PROBLEM DETAILS -
Reproduce exactly the lines below, starting at the line that contains "Mark every instance of the green field" and ending with the last line of the records, both included; leave out any pictures.

INFORMATION PROVIDED -
<<<<

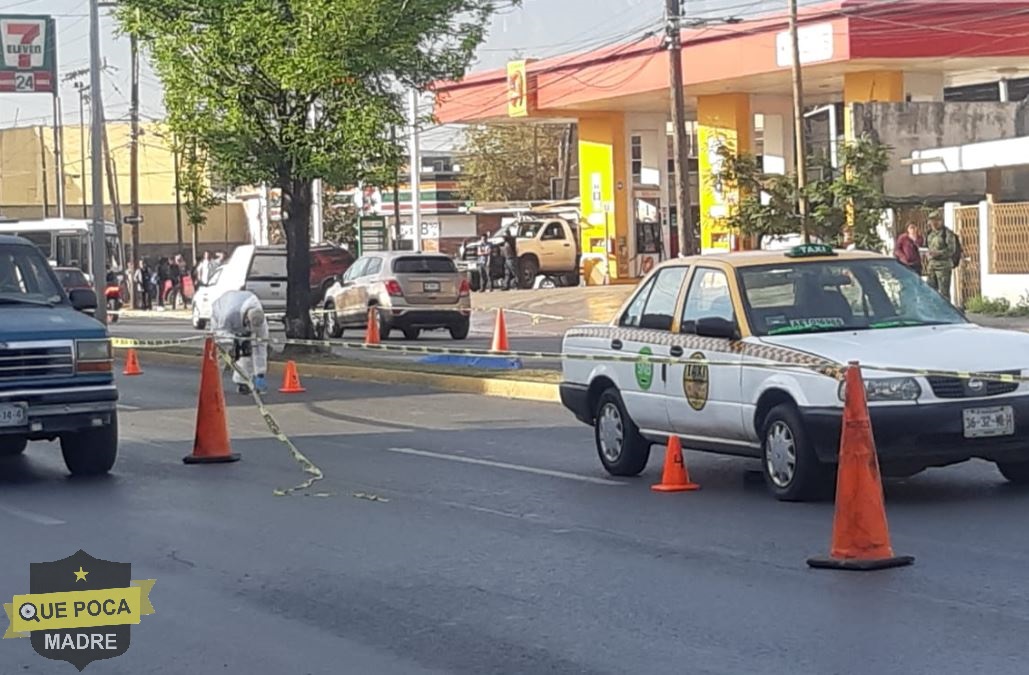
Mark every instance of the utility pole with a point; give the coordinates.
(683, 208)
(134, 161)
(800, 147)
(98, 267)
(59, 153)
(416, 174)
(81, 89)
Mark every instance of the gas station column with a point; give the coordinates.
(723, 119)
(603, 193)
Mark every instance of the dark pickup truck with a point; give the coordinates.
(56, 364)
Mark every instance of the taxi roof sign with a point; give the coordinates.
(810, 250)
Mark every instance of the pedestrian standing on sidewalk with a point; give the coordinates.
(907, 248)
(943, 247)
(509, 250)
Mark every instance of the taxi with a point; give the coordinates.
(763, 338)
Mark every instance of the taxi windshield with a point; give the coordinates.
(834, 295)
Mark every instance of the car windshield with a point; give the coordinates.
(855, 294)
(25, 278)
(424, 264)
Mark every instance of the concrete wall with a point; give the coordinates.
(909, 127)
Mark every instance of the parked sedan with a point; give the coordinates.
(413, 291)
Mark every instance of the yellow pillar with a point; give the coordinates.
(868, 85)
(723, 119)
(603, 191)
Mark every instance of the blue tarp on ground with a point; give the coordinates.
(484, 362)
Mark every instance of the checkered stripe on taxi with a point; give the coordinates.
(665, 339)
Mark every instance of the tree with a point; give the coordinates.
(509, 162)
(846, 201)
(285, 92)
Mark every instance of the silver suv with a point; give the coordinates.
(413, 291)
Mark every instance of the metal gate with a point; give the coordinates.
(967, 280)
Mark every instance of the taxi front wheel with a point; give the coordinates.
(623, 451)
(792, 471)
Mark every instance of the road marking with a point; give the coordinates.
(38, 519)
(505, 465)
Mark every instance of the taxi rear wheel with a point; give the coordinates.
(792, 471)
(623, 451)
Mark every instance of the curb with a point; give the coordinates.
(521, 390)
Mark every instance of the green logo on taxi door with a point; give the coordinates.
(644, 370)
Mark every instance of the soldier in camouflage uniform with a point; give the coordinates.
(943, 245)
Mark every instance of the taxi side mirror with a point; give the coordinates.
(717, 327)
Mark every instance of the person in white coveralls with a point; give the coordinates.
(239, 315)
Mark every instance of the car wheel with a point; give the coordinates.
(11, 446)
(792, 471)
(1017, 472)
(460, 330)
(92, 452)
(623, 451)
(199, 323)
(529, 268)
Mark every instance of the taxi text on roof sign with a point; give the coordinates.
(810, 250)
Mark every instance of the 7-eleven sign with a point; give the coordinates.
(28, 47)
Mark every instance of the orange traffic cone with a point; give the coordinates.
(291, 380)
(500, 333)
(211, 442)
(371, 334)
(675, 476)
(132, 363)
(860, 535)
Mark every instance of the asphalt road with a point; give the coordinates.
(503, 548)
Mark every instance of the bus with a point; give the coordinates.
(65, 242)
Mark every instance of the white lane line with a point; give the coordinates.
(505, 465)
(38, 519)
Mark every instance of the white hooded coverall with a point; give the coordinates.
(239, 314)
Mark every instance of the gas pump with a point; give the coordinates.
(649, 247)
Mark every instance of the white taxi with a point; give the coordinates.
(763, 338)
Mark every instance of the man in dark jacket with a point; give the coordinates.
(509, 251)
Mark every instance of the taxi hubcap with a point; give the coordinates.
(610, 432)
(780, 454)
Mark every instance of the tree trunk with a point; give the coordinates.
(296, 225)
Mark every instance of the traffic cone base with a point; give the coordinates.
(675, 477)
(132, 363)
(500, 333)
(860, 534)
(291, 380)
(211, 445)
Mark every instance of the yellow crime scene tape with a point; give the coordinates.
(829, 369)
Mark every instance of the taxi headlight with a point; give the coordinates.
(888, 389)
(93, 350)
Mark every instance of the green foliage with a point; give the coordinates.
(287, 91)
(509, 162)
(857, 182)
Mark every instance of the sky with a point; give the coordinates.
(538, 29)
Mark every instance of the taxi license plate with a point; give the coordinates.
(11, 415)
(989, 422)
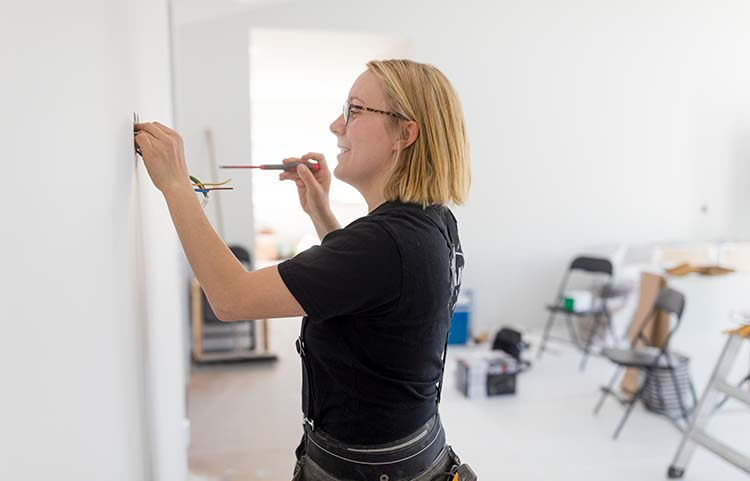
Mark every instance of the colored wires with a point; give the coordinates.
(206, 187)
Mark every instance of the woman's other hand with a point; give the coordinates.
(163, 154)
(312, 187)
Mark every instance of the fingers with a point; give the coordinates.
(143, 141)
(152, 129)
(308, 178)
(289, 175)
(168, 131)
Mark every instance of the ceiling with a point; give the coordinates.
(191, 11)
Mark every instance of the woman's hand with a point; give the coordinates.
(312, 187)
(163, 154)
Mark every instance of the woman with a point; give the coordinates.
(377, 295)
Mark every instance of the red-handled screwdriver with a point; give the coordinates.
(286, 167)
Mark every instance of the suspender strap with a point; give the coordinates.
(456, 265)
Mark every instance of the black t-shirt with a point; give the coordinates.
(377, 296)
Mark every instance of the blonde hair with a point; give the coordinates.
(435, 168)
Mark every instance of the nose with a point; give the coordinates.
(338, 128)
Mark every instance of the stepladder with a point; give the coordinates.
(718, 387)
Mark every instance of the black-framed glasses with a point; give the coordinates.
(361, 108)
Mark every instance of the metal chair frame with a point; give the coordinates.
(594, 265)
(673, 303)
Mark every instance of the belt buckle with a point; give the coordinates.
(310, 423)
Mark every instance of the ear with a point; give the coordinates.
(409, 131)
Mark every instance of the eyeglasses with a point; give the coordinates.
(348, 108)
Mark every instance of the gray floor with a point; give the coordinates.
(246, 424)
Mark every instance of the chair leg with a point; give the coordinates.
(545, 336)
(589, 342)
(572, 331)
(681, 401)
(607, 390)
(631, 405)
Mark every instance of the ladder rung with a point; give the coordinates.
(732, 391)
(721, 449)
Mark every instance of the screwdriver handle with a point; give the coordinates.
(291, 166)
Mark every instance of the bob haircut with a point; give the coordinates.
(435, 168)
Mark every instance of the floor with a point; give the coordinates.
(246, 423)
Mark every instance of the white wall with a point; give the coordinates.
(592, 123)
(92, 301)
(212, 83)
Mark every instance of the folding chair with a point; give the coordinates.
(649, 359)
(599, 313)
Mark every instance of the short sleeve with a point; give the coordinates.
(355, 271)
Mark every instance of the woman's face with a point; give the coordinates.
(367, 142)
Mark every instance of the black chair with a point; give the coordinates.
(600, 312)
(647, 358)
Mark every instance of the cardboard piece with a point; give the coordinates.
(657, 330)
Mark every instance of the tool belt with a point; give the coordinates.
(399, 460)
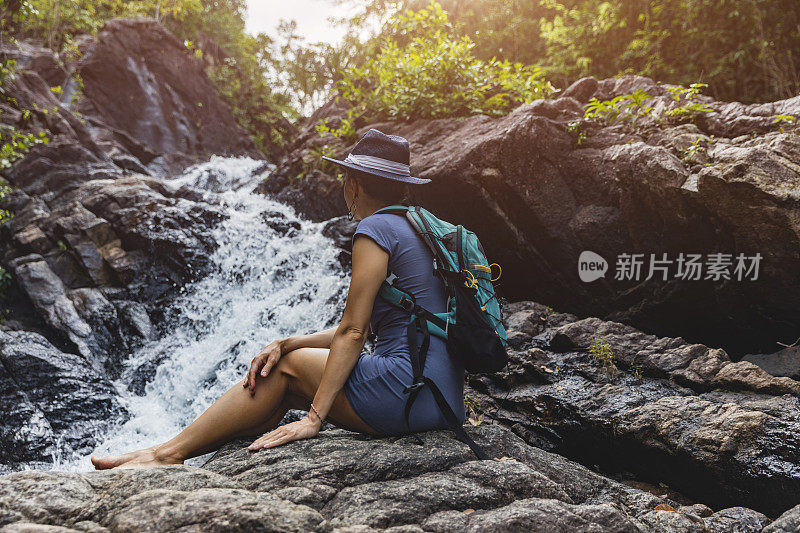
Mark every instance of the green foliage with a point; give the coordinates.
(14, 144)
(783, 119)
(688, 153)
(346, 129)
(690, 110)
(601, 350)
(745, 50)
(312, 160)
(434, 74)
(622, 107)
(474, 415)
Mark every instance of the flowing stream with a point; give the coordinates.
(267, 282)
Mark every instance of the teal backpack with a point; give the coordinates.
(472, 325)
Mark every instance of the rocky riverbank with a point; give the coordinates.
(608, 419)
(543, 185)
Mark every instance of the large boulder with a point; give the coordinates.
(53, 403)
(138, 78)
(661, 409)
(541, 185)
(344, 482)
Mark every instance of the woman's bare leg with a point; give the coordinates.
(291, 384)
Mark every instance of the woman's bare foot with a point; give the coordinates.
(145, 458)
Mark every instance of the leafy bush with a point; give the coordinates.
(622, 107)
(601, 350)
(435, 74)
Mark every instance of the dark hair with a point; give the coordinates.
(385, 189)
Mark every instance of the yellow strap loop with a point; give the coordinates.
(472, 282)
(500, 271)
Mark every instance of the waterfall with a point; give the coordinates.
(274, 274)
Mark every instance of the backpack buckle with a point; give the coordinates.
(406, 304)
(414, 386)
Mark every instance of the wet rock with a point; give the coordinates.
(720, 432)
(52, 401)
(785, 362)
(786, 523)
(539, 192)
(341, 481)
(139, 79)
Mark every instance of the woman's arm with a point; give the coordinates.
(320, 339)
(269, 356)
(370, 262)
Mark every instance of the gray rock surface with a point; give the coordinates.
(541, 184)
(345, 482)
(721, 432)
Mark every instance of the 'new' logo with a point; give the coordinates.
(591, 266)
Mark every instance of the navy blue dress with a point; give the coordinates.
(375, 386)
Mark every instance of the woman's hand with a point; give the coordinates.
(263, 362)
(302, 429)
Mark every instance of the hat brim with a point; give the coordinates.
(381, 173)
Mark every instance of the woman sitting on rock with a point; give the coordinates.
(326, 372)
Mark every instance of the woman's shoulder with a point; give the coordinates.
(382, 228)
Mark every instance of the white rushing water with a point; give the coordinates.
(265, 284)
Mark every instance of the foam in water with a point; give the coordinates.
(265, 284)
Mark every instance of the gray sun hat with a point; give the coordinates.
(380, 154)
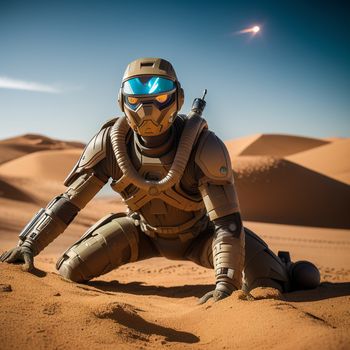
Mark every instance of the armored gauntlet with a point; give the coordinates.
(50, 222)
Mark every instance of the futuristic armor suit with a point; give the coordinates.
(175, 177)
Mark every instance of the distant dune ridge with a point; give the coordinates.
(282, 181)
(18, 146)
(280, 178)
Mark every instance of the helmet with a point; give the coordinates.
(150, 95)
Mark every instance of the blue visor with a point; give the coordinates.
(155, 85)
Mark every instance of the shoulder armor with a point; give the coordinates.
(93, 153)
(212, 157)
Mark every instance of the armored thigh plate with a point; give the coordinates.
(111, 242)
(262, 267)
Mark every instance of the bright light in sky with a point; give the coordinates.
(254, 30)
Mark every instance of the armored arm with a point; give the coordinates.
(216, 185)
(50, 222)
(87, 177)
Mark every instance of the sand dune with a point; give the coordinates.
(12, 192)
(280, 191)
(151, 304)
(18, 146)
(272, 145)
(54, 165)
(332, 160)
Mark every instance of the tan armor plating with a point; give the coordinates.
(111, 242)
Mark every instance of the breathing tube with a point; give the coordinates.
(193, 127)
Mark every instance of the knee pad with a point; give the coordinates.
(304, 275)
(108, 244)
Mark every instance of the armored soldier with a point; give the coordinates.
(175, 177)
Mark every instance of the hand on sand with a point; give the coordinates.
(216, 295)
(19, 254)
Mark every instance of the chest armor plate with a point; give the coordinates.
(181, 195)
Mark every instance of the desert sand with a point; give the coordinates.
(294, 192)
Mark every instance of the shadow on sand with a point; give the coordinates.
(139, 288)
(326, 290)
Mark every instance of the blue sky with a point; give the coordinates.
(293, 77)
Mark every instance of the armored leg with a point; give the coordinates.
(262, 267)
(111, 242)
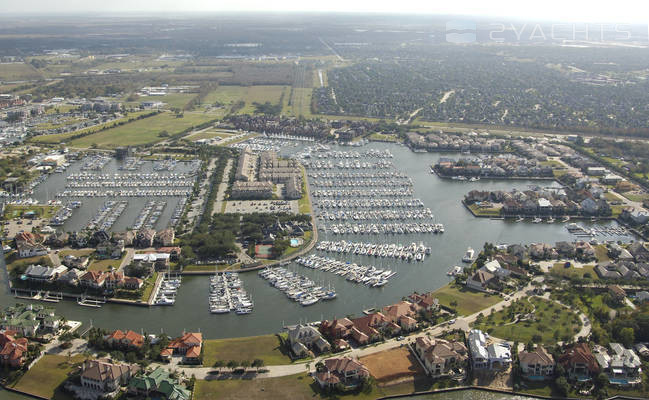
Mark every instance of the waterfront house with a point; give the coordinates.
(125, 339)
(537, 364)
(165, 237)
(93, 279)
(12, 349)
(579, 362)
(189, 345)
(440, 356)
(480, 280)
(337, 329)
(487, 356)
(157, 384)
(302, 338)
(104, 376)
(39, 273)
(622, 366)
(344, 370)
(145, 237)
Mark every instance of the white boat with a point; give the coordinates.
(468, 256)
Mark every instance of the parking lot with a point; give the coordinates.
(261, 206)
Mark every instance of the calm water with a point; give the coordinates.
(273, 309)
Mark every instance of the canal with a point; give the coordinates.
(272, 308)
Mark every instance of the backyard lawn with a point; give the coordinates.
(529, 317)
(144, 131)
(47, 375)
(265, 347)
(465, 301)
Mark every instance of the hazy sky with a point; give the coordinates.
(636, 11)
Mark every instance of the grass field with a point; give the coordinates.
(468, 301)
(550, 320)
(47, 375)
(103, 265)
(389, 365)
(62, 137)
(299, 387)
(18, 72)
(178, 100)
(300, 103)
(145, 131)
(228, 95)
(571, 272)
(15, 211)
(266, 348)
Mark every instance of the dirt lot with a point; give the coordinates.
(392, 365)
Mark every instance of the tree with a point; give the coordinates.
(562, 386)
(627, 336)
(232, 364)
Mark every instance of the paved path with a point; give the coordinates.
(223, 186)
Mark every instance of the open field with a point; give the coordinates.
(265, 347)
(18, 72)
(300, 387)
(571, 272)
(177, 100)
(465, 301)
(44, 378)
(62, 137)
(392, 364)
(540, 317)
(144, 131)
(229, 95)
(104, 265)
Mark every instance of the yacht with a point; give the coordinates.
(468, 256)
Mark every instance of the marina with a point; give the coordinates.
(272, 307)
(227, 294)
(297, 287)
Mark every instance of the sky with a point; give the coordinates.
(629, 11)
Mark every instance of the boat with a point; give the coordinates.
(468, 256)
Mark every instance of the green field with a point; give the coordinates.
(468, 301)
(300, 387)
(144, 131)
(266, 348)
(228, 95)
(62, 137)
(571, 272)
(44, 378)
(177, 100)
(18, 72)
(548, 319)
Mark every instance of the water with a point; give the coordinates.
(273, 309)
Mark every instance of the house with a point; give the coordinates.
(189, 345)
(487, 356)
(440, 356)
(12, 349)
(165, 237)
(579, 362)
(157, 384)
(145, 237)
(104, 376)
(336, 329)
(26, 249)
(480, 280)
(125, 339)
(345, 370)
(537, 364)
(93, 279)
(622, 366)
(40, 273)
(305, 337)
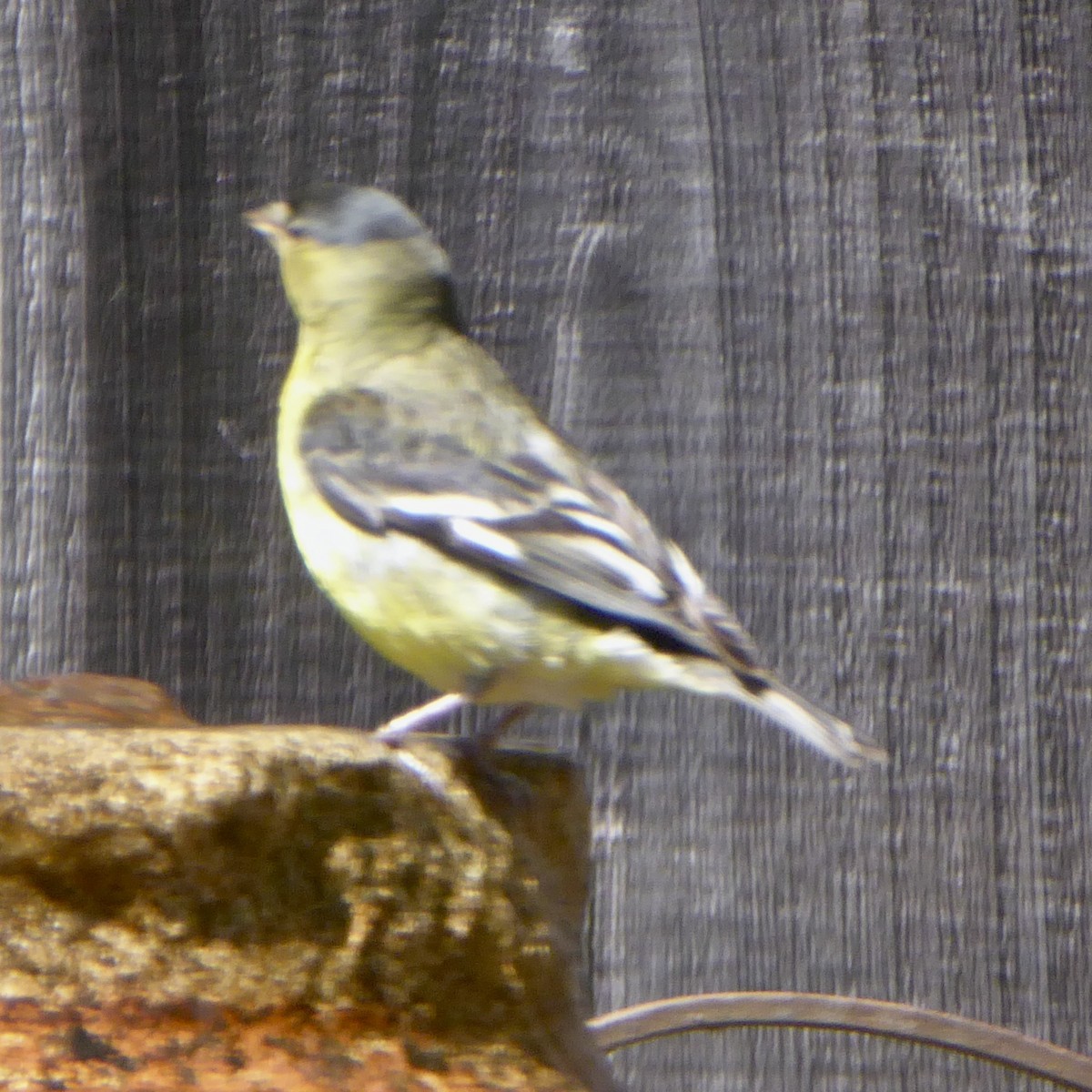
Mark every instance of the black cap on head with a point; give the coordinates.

>>>>

TASK ANSWER -
Mark every instance of the green field with a point; give the coordinates.
(468, 301)
(300, 387)
(144, 131)
(266, 348)
(228, 95)
(62, 137)
(571, 272)
(44, 378)
(177, 100)
(18, 72)
(548, 319)
Mark every instance of the water with a point; give the coordinates.
(273, 309)
Mark every instance of the house with a point; give the coordinates.
(189, 345)
(487, 356)
(440, 356)
(12, 349)
(165, 237)
(579, 362)
(157, 384)
(145, 237)
(104, 376)
(336, 329)
(26, 249)
(480, 280)
(125, 339)
(345, 370)
(537, 364)
(93, 279)
(622, 366)
(40, 273)
(305, 337)
Mark every instance of the black cap on head with a point; give the coordinates.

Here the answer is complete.